### TASK STATEMENT
The first line of the data below and every line after it, through the one with "box: [754, 65, 868, 198]", must be transcribed without change.

────────────────────────────────────────

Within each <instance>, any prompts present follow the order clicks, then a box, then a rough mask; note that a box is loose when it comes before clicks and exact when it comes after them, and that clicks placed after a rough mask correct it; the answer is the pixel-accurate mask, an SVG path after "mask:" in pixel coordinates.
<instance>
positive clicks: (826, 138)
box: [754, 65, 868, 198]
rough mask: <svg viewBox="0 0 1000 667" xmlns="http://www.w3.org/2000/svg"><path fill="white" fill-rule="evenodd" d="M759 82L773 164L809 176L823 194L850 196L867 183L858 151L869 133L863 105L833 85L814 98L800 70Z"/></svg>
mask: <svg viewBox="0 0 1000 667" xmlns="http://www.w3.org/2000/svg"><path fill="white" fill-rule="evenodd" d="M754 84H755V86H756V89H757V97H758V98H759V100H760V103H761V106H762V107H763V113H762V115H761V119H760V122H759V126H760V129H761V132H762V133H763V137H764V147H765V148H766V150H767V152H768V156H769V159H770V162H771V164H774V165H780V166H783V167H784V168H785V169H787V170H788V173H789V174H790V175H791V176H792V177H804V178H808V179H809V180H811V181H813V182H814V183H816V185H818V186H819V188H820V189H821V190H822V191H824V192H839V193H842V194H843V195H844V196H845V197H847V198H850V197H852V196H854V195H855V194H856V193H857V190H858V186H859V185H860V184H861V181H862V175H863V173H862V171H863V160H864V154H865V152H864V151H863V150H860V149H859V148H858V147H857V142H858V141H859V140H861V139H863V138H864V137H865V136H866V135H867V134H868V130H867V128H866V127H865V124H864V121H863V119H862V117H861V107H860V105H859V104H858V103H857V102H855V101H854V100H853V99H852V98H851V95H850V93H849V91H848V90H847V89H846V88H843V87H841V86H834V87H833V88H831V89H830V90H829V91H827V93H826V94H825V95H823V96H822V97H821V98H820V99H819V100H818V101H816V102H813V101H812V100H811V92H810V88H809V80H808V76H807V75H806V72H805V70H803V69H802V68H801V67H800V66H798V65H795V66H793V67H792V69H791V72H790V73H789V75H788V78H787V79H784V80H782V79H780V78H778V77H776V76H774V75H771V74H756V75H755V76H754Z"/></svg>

────────────────────────────────────────

### SOLUTION TO THIS EXERCISE
Within each <instance>, any prompts present follow the order clicks, then a box, then a rough mask; note that a box is loose when it comes before clicks and exact when it comes after them, and that clicks placed after a rough mask correct it; the answer is the pixel-accurate mask, an SVG path after "mask:" in pixel coordinates.
<instance>
positive clicks: (826, 138)
box: [754, 65, 868, 198]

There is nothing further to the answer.